━━━ Extracted text ━━━
Drink-driving limits - are you unintentionally breaking the law?
In the UK, 18 per cent of drink drivers are caught after wrongly assuming they are under the limit after drinking alcohol the night before.
Alcosense has revealed four pints the previous night could mean a driver is legally over the limit until as late as 2pm the next day.
Even more worryingly, research shows over half of UK drivers have unintentionally driven while being over the limit after drinking the night before.
With one in six deaths on the road involving drivers over the legal limit and a maximum penalty of six months in prison and an unlimited fine, it is essential drivers are aware of the risks of driving.
As little as three pints of beer or three large glasses of wine could mean you are over the limit the next day. It could be less, however, as things like having a cold can slow the process of absorbing the alcohol and keep a driver over the limit for longer.
In response to the figures, and with the number of drink driving convictions expected to increase during the football World Cup in June and July, we’ve gathered together some advice on avoiding unintentionally drink driving.
The legal drink-drive limit
Officially, the legal limit in the UK is 80 milligrammes of alcohol in 100 millilitres of blood. This is known as the blood alcohol concentration (BAC).
There have recently been calls to lower the limit to 70 milligrammes, but there are no plans to do this yet.
The drink-drive limit raises problems for people who believe certain urban myths. The amount of alcohol in a drink is measured in units. For example, 10 millilitres of pure alcohol is equivalent to one unit.
However, it is impossible to calculate if you are under the limit by simply counting units. Alcohol levels can be affected by a large number of things, including:
- Your size and weight: It is possible to be more affected by alcohol if you are smaller and lighter.
- Your sex: Women are generally smaller and therefore have less water and fat than men.
- Your water level: The more dehydrated you are, the greater the effects of alcohol.
- Your food intake: Drinking on an empty stomach increases the effect of alcohol.
- What you drink: Spirits and stronger drinks will be absorbed more quickly.
It is wrong to assume the traditional myth two pints of beer or two small glasses of wine will result in somebody being under the alcohol limit.
As a rough guide, one unit of alcohol is equivalent to a
small glass of nine per cent wine, a 25ml of 40 per cent spirit or half a pint
of 3.5 per cent ABV lager, beer or cider.
However, this is a very rough guide. In UK pubs, it is much more likely to be served larger glasses of wine and stronger lager - sometimes closer to five per cent ABV.
━━━
**To-do list**
- a) Translate this sentence from the drink-driving article into Spanish: "There have recently been calls to lower the limit to 70 milligrammes, but there are no plans to do this yet."
- b) Write the next part of the drink-driving article, starting after its final sentence.
━━━ Extracted entries ━━━
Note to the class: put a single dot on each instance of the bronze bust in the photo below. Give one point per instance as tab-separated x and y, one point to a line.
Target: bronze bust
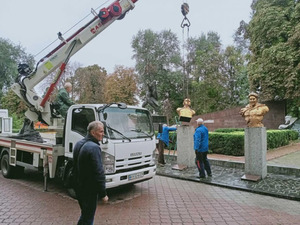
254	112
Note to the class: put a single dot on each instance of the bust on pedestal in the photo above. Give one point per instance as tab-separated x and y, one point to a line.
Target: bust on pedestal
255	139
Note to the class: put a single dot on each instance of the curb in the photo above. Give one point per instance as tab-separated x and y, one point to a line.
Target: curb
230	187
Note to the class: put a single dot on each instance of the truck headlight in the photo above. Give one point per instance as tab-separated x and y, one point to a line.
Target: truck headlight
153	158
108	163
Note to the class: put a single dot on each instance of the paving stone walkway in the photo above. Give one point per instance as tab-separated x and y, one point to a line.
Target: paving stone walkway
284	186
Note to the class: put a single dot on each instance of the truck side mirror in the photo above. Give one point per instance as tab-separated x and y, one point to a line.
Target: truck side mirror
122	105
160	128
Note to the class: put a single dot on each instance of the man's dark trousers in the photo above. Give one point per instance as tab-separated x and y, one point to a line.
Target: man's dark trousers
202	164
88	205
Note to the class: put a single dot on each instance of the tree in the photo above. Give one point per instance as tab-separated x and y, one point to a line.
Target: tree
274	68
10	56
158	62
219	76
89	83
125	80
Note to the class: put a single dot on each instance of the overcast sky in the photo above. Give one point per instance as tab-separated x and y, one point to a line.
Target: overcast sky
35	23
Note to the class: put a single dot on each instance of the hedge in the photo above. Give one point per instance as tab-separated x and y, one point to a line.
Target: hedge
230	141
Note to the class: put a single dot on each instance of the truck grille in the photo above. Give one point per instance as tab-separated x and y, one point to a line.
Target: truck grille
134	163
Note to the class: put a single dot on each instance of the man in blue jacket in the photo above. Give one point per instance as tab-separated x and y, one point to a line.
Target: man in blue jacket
━━━
━━━ Extracted entries ━━━
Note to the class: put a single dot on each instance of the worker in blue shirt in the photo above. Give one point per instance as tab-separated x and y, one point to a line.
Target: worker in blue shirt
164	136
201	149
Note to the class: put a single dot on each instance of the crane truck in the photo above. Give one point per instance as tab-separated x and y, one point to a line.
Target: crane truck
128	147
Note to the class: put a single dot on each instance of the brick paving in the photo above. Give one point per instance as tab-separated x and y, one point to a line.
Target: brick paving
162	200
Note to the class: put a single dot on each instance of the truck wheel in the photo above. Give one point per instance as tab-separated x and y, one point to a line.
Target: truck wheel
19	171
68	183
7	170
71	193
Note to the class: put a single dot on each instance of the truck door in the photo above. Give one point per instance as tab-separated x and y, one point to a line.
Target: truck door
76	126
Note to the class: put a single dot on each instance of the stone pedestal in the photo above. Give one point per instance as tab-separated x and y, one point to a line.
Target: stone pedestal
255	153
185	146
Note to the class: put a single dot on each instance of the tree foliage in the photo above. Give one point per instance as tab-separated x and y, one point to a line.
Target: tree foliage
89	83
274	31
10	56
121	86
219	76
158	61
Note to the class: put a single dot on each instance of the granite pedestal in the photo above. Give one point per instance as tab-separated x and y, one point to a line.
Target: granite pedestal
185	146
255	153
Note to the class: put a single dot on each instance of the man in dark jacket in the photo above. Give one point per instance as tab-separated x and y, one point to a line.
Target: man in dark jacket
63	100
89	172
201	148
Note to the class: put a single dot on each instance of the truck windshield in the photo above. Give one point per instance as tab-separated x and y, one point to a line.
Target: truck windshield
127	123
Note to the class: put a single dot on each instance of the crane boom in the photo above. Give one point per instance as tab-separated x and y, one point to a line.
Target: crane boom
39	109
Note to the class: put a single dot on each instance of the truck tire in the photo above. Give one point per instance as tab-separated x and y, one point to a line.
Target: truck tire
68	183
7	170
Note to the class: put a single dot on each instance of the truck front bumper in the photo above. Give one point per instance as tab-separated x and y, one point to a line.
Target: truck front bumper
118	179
━━━
━━━ Extracted entries ━━━
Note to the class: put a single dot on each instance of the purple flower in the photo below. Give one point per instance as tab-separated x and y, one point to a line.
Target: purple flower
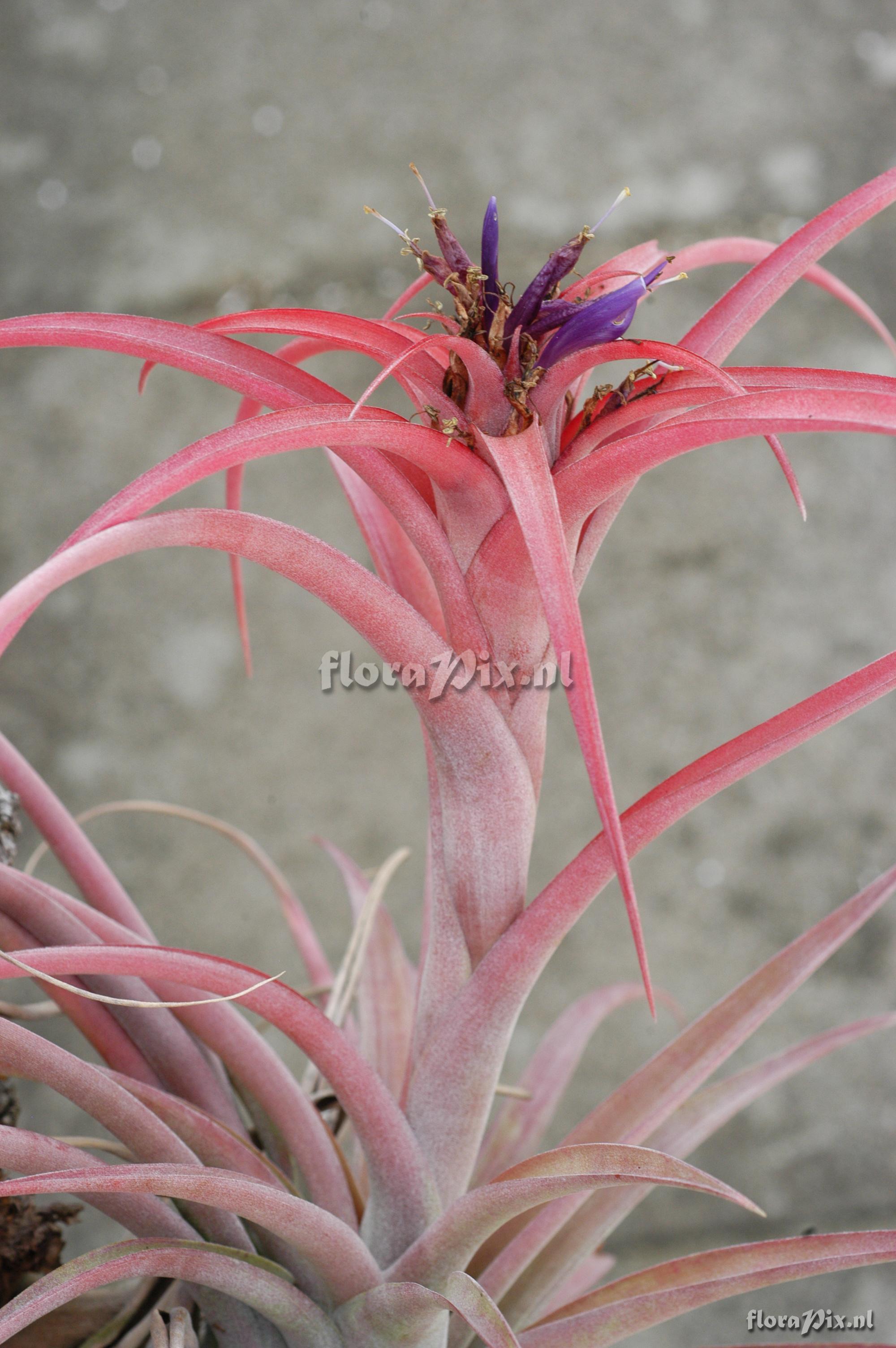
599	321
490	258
━━━
**Exercise answers**
- a) Recientemente se ha pedido reducir el límite a 70 miligramos, pero todavía no hay planes para hacerlo.

- b)
Alcohol content of some popular drinks
- A pint of ordinary strength lager (Carling Black Label, Fosters) - 2 units
- A pint of strong lager (Stella Artois, Kronenbourg 1664) - 3 units
- A pint of ordinary bitter (John Smith’s, Boddingtons) - 2 units
- A pint of best bitter (Fuller’s ESB, Young’s Special) - 3 units
- A pint of ordinary strength cider (Woodpecker) - 2 units
- A pint of strong cider (Dry Blackthorn, Strongbow) - 3 units
- A 175ml glass of red or white wine - around 2 units
- A pub measure of spirits - around 1 unit
- An alcopop (e.g. Smirnoff Ice, Bacardi Breezer, WKD, Reef) - around 1.5 units
Could you be unintentionally over the limit?
According to Alcosense:
Allow at least 1 hour for every unit of alcohol you drink
to pass through your body before you drive but ideally 1.2 hour per unit. Your
pub will be able to tell you how many units are in your drink but a main brand
pint of beer will have anything between 2 units *(Fosters) and 3 units *(Stella)
Calculate the time like this:
Units consumed x 1 hour = hours until I’m clear
So if I drank 4 pints of Stella it would be: 4 pints x 3 units x 1 hour = 12 hours
If I stopped drinking at midnight, I would only just clear the alcohol from my system by 2pm the next day!
Alcohol lowers inhibitions and makes you feel reckless, affects physical co-ordination and reaction times and affects your judgement. This can be particularly dangerous when driving.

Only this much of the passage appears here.